§ **Task directions**
Render the lines of the records as a numbered list, starting at the line that contains "[locate] aircraft wheel" and ending at the end of the records, with blank lines left out.

(Items from a dataset)
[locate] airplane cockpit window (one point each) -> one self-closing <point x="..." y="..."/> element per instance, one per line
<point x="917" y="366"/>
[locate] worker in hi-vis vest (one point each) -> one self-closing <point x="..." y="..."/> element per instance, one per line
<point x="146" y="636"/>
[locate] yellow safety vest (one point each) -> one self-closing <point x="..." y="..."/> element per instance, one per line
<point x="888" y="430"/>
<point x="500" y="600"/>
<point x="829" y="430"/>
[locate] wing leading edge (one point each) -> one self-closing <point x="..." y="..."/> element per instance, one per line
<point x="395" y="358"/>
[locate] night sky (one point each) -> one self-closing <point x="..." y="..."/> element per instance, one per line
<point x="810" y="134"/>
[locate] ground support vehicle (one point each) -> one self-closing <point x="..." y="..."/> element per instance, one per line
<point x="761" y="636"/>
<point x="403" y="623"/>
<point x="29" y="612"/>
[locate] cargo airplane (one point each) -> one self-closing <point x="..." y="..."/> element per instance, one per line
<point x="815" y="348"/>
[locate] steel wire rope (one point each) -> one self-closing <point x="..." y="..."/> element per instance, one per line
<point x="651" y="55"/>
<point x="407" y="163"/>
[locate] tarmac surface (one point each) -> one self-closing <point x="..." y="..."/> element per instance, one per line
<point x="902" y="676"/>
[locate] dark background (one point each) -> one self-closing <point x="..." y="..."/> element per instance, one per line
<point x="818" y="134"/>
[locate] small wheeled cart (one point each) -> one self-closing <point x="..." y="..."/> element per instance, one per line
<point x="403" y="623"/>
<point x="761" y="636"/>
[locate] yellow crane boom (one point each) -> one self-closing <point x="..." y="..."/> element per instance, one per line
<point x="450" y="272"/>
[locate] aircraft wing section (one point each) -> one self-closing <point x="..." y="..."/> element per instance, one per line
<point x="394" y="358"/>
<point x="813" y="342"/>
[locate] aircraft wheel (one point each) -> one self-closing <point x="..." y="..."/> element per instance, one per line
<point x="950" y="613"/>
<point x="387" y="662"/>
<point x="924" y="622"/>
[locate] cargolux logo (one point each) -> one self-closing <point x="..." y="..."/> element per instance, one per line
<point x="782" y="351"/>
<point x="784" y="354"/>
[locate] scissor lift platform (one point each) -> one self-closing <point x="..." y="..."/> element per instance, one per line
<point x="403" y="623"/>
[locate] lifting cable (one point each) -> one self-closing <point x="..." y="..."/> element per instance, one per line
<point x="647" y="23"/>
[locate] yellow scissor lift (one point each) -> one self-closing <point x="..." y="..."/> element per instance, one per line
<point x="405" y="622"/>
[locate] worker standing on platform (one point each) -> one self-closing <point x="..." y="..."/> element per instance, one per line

§ **Full answer**
1. [locate] aircraft wheel (one point each) -> one self-closing <point x="..." y="..."/> element per instance, one per line
2. <point x="950" y="613"/>
3. <point x="387" y="662"/>
4. <point x="924" y="622"/>
5. [locate] cargolux logo (one point each) -> one self-closing <point x="..." y="..."/> element per instance, one per line
6. <point x="782" y="351"/>
7. <point x="784" y="354"/>
8. [locate] scissor lift platform (one point each) -> one self-closing <point x="..." y="..."/> element per instance, one per line
9. <point x="403" y="623"/>
10. [locate] lifting cable (one point each) -> one self-closing <point x="..." y="..."/> element per instance, one per line
11. <point x="647" y="23"/>
12. [locate] yellow scissor lift (one point each) -> one self-closing <point x="..." y="..."/> element per instance, one per line
13. <point x="405" y="622"/>
14. [locate] worker standing on platform (one point each) -> one self-closing <point x="..." y="..."/> element per instance, one per line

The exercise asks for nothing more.